▶ 原文抜粋:
▽

自分たちの仕事と真剣に向き合い、何かを生み出し続けている16名のクリエイターのお話には、仕事に対する姿勢や意識など参考にしたいヒントがたくさんあります。同じクリエイターとして仕事をしている方やクリエイターを志している方はもちろん、クリエイター職ではない方々にも、じっくりとお読みいただけましたら箱庭一同嬉しく思います。私たちがインタビューを通じて感じた、「私も頑張ろう!」という励みをみなさんも感じてくれることを願っています。
今回のインタビューは、プロダクトデザイナー 植木明日子さんです。
植木さんは、暮らしの様々な場面で使われるモノの提案を中心に2004年よりデザイナーとして活動をスタート。2006年には、吉祥寺にある文具店サブロの店主村上さんと一緒にすこしビターな文房具ブランド「水縞」を誕生させました。水玉好きな植木さんと、縞々好きな村上さん、お二人の目線を通して製作された「水縞」の商品は、身近にあるものをちょっと違った角度や新しいエッセンスを加えて提案してくれる「ありそうでなかった」文房具。きっと箱庭読者のみなさんもファンですという方が多いのではないでしょうか。2014年にはお二人で新しい雑貨ブランド「西東」もスタート。「西東」では、ちょっとシュールでかつユニークなキャラクターをモチーフとしたアイテムを展開しています。植木さんご自身では、アトリエ・ショールーム「nombre(ノンブル)」をかまえ、パッケージデザインやDMなど企業やお店からのデザイン制作の他、結婚式のペーパーアイテム制作なども行うなど幅広くご活躍しています。
シンプルだけど質感や色味で新鮮さを感じさせてくれたり、懐かしくて親しみのあるアイテムを現代的にアレンジしている「水縞」のアイテムが大好きで、今回は完全にいちファンとして、インタビューをオファーさせていただきました。「水縞」を立ち上げて今年で10年の植木さん。オリジナリティの出し方や、お仕事で少し悩んだ(辛かった?)ときの話は、4周年を迎えた箱庭としても非常に参考になるものでした。
<植木さんのお仕事>
【ハンコ 万年カレンダー】
11個のパーツを並び替えることで、どんな月のカレンダーでもつくることができます。
【オーダーメイドのペーパーアイテム】
パーティのインビテーションカードや結婚式の招待状、席次表などのオリジナルペーパーアイテムを製作しています。お話をおうかがいし、ひとつひとつ手づくりで作っています。

△

▶ データ:

▽

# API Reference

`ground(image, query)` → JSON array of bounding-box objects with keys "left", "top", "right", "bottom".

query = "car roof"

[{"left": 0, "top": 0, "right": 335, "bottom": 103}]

△

▶ 課題内容:
植木明日子さんのインタビュー紹介文から、「シンプルだけど質感や色味で新」と「非常に参考になるものでした。」の間を両端も含めて書き出してください。その際、「インタビュー」を「取材」に置き換えてください。

▶ 解答全文:
シンプルだけど質感や色味で新鮮さを感じさせてくれたり、懐かしくて親しみのあるアイテムを現代的にアレンジしている「水縞」のアイテムが大好きで、今回は完全にいちファンとして、取材をオファーさせていただきました。「水縞」を立ち上げて今年で10年の植木さん。オリジナリティの出し方や、お仕事で少し悩んだ(辛かった?)ときの話は、4周年を迎えた箱庭としても非常に参考になるものでした。